#### PAGE EXTRACT
# What am I doing wrong?



## funtimesx (Apr 9, 2006)

Hi All,

I just got my first heat press, and supposedly heat press is meant to make this whole process easier, more consistent, etc.

I'm obviously doing something wrong as just about every shirt I do screws up, but then sometimes it works and I haven't changed a setting.

What seems to happen is that half of the ink gets left behind on the transfer, and what is transferred is "tacky", with little pieces on there (I am not sure if that makes sense - it's not "smooth", there's lumpy bits).

I've tried pressing longer, shorter, more pressure, less pressure. What is worrying me is that if you look at the temp guage on the heat press, it can fluctuate as much as 4 degrees C in the middle of a press as it maintains temp. Is that what's causing it? What is even more frustrating is it seems to be only on one particular type of garment.
########
> **EXERCISE REQUIREMENTS**:
1. From the heat press post, return the part that opens with the words containing "What seems to" and closes with "type of garment.".
2. Turn the paragraph of the heat press post that begins "I've tried pressing longer" into a short list of its main facts.
3. According to the heat press post, what happens to about half of the ink?
#### DATA SECTION
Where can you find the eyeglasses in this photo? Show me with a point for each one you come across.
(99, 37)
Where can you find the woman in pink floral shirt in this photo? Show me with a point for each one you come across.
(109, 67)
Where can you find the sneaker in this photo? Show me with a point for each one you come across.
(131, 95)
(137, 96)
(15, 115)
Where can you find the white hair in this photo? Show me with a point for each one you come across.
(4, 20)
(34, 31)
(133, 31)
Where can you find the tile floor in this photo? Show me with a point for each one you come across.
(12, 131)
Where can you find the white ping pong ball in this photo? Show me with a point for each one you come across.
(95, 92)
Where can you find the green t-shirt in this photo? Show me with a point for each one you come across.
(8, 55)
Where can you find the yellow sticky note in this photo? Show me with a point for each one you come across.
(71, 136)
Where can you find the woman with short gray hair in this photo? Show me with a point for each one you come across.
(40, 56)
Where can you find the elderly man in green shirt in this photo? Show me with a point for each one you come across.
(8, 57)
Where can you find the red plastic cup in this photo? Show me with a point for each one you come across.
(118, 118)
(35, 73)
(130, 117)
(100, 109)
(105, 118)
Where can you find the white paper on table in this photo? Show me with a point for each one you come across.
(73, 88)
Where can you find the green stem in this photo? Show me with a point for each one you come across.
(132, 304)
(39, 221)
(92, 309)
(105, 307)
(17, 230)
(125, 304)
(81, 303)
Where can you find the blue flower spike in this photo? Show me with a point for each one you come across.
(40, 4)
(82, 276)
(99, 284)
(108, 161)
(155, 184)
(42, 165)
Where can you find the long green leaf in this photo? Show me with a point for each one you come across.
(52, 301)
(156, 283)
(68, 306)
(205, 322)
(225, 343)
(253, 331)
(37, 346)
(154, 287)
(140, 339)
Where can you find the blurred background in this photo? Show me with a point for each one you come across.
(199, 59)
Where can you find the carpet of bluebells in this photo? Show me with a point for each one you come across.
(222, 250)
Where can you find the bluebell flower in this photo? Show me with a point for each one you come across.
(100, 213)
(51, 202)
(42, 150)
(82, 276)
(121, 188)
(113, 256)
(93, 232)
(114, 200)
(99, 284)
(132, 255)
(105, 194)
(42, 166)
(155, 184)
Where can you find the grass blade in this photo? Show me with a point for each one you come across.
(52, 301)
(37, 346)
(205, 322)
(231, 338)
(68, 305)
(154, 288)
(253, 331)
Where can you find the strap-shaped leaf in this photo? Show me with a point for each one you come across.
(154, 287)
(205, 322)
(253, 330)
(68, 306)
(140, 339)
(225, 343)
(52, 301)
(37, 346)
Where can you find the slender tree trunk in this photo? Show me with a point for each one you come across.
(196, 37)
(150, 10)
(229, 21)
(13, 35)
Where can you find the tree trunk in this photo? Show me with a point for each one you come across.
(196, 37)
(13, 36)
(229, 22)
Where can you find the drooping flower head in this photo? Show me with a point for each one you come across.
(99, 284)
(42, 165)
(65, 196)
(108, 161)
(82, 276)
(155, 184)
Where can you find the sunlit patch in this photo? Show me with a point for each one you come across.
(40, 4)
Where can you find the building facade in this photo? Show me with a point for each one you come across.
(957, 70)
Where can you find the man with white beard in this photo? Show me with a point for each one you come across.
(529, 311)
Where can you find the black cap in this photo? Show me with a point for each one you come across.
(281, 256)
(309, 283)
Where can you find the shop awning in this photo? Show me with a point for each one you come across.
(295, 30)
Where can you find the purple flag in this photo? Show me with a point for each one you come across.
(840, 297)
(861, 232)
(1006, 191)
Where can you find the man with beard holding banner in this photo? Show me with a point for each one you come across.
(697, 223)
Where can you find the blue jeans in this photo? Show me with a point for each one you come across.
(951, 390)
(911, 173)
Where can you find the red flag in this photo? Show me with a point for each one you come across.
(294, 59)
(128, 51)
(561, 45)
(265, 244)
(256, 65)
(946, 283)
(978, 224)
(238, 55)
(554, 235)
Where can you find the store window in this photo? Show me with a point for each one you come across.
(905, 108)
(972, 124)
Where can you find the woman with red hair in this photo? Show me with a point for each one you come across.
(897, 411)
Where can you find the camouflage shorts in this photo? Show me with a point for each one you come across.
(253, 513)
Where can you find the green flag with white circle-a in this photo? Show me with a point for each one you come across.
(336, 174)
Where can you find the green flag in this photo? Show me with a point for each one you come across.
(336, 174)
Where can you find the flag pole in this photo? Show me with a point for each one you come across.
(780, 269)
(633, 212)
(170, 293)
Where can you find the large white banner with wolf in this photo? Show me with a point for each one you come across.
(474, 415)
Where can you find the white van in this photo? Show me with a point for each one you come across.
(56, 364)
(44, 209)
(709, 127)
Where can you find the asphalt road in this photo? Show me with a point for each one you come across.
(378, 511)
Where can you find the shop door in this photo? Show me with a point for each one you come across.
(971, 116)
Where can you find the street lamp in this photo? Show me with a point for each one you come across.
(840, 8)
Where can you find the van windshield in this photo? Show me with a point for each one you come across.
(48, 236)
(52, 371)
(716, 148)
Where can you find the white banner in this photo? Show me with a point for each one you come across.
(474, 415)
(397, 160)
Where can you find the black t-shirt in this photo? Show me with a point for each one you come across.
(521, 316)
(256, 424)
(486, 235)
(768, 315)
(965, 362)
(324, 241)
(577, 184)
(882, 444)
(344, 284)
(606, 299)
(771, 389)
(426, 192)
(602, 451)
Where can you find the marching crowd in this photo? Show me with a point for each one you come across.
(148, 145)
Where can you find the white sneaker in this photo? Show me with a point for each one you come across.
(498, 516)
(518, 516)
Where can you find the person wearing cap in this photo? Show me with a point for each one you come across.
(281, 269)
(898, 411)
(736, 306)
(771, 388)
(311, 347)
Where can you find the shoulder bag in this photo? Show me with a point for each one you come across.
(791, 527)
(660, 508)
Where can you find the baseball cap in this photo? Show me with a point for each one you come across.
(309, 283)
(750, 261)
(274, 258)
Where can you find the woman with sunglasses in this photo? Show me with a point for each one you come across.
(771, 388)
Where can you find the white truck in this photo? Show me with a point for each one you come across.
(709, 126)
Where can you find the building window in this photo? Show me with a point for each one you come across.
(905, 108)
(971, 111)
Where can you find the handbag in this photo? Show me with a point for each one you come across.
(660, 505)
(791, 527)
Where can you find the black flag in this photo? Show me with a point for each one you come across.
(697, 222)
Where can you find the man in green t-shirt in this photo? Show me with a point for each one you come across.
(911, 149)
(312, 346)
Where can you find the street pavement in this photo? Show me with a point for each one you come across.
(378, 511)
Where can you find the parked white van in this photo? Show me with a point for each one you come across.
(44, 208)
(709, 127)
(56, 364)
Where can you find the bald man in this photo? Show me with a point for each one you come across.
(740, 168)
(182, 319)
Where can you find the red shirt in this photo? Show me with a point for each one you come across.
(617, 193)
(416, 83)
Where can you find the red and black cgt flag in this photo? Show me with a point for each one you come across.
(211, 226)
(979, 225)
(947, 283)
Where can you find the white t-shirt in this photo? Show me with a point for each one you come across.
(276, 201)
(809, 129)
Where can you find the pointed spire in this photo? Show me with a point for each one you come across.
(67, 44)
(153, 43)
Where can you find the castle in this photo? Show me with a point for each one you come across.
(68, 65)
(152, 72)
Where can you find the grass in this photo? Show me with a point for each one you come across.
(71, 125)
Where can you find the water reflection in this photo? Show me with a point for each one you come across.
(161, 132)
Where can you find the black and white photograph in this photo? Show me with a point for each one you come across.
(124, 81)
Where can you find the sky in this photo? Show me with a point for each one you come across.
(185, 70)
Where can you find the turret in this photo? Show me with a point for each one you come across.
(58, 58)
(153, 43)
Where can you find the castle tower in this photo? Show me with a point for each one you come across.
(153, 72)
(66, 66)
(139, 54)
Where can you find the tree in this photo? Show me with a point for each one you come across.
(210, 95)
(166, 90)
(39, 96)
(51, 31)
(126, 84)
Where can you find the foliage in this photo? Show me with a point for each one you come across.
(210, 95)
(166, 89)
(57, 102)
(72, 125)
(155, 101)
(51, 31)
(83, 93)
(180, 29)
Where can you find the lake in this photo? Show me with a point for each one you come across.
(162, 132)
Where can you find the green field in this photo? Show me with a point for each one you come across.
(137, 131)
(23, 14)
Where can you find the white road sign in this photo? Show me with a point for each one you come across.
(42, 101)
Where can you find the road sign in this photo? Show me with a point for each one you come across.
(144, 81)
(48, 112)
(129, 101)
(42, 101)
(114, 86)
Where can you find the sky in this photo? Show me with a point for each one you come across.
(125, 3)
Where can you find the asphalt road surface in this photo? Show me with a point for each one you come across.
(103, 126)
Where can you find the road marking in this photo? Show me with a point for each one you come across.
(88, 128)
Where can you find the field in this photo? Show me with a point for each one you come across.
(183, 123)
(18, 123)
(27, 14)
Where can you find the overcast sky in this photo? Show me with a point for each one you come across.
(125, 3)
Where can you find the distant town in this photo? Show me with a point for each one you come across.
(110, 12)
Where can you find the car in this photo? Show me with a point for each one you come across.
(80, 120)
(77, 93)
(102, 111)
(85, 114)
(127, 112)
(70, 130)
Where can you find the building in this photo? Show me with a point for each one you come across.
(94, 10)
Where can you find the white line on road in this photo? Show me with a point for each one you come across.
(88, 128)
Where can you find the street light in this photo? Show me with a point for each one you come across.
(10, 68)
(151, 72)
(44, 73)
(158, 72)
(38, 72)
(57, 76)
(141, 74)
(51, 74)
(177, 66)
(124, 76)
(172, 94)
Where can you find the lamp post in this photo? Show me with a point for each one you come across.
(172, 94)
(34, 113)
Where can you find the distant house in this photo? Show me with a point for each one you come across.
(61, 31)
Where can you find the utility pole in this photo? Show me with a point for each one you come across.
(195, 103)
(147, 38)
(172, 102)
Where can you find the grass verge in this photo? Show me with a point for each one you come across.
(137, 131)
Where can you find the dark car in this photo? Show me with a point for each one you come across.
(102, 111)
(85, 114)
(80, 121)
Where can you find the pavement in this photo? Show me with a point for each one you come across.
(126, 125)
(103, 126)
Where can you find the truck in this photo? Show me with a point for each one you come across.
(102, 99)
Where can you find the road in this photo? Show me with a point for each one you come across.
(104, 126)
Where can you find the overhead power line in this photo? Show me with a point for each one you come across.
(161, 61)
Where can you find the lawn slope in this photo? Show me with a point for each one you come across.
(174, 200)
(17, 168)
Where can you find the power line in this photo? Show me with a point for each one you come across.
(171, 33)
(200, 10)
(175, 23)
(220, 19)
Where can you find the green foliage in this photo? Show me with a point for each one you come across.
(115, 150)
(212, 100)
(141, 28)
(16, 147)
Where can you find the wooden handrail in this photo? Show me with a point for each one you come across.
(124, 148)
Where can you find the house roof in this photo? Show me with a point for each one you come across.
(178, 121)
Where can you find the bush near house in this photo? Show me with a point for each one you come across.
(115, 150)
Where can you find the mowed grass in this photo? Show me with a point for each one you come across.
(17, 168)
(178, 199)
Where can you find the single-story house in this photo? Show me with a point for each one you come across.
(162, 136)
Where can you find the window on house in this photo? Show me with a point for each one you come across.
########
> **SOLUTIONS TO THE TASKS**:
1.
What seems to happen is that half of the ink gets left behind on the transfer, and what is transferred is "tacky", with little pieces on there (I am not sure if that makes sense - it's not "smooth", there's lumpy bits).

I've tried pressing longer, shorter, more pressure, less pressure. What is worrying me is that if you look at the temp guage on the heat press, it can fluctuate as much as 4 degrees C in the middle of a press as it maintains temp. Is that what's causing it? What is even more frustrating is it seems to be only on one particular type of garment.

2.
- Tried pressing for longer and shorter times, and with more and less pressure
- The heat press temperature gauge can swing by as much as 4 degrees C during a press as it maintains temperature
- The poster wonders whether this fluctuation is the cause
- The problem seems to occur on only one particular type of garment

3. It gets left behind on the transfer.